(WHAT YOU ARE ASKED TO DO): Return all of the entries exactly as written.

......

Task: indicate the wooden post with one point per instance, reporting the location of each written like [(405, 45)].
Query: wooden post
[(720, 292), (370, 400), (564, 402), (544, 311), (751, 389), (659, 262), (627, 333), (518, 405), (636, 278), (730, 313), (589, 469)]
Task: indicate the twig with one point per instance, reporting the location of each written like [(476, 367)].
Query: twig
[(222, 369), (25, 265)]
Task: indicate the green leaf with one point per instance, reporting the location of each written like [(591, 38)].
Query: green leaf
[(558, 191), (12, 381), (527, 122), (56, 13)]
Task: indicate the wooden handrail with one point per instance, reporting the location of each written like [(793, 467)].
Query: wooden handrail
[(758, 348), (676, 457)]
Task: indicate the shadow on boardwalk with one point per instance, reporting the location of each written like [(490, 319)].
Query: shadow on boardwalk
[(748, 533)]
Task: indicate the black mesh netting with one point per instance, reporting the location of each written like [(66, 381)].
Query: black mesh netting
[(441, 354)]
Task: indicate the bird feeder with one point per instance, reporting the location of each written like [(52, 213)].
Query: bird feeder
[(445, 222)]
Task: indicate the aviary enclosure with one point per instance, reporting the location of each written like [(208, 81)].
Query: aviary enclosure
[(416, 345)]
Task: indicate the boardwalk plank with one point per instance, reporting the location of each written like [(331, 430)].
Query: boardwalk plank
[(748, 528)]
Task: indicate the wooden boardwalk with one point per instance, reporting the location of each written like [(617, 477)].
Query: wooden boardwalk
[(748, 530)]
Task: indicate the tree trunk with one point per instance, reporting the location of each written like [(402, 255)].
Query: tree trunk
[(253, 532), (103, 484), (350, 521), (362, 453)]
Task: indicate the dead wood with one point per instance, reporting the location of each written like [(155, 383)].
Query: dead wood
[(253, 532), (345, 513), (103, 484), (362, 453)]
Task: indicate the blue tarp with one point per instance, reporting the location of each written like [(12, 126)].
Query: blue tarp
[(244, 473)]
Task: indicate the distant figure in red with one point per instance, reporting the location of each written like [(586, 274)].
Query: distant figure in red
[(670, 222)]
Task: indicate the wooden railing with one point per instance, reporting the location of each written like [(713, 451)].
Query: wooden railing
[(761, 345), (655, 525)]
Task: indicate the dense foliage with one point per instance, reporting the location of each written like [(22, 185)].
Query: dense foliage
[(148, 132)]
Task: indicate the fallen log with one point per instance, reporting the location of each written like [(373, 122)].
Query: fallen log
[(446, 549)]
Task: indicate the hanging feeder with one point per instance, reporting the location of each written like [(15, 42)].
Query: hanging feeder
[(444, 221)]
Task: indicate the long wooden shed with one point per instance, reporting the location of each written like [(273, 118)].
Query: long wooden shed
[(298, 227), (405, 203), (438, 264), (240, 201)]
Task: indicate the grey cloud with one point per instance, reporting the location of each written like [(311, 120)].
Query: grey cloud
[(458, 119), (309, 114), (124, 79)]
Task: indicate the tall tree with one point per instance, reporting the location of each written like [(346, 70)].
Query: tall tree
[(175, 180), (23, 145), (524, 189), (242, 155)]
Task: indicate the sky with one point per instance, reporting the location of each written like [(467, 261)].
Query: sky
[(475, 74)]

......

(FULL SOLUTION):
Task: indicate the wooden post with one point per instance, reporting the location of each written like [(405, 45)].
Query: wooden post
[(720, 292), (370, 400), (564, 402), (544, 311), (751, 389), (659, 262), (627, 333), (518, 405), (636, 278), (730, 313), (589, 469)]
Task: indicate the twig with one point per instance, reporting the location of each written like [(476, 367)].
Query: twig
[(222, 369), (25, 265)]
Task: indicate the green leaf with one point per instance, reporting the location of each written like [(591, 38)].
Query: green leaf
[(558, 191), (12, 381), (527, 122), (56, 13)]
Task: indicate the wooden handrail with one point per instance, reporting the location of each written like [(793, 467)].
Query: wooden handrail
[(758, 348), (676, 457)]
Task: indicate the shadow on boardwalk with one point per instance, reporting the location of each written like [(490, 319)].
Query: shadow on boardwalk
[(748, 533)]
Task: indicate the black mesh netting with one point per instance, reporting the location of each written like [(66, 381)].
Query: black mesh netting
[(441, 354)]
Task: indicate the bird feeder with one point per instance, reporting the location of each written like [(52, 213)].
Query: bird feeder
[(445, 222)]
Task: indicate the aviary enclosure with one point per instance, reporting the location of each written like [(208, 81)].
Query: aviary enclosure
[(416, 345)]
Task: indicate the boardwalk plank with one point per instance, reporting the location of each written like [(331, 430)].
Query: boardwalk plank
[(748, 528)]
Task: indicate the wooden boardwalk with one point per instance, reporting the location of each written like [(617, 477)].
Query: wooden boardwalk
[(748, 530)]
Task: indicate the tree trunk with one point per instance, reporting the location of each written like [(402, 255)].
Query: tree trunk
[(253, 532), (103, 484), (350, 521), (362, 453)]
Task: indicate the dead wood with one point per instance, reporting the location of each written like [(155, 383)].
Query: dead wood
[(253, 532), (345, 513), (103, 484), (362, 453)]
Task: indicate the blue tarp with one point per instance, reporting the location of each written like [(12, 126)].
Query: blue tarp
[(244, 473)]
Task: indicate the distant figure in red with one point per instance, reporting the location of each written like [(586, 274)].
Query: distant figure in red
[(670, 222)]
Task: indicate the wooden railing with one point per instance, reporting the location of each written like [(713, 451)].
Query: wooden railing
[(761, 345), (655, 525)]
Task: indicate the dense foliage with one point per instance, reporting the location of each written like [(22, 185)].
Query: dense foliage
[(148, 132)]
Task: indicate the fallen log with one point per instance, reporting the location of each written like [(373, 122)].
Query: fallen log
[(446, 549)]
Task: indicate the hanging feeder with one point per instance, reporting the location of each written like [(15, 42)].
Query: hanging feeder
[(444, 221)]
Task: indicate the long wooden shed with one point per instance, reporting the location of each written like [(273, 118)].
Query: long wooden shed
[(298, 227), (405, 203), (438, 264), (240, 201)]
Task: indicate the grey cloud with one point per instance, reporting the location of each written like [(311, 120)].
Query: grey cloud
[(458, 119), (309, 114), (124, 79)]
Task: indicate the tall tree with one point per instance, reporting the location of each written like [(346, 70)].
Query: tall tree
[(175, 180), (23, 145), (524, 189), (242, 155)]
Task: indicate the sky with one point per instance, reporting the location of each written like [(467, 261)].
Query: sky
[(475, 74)]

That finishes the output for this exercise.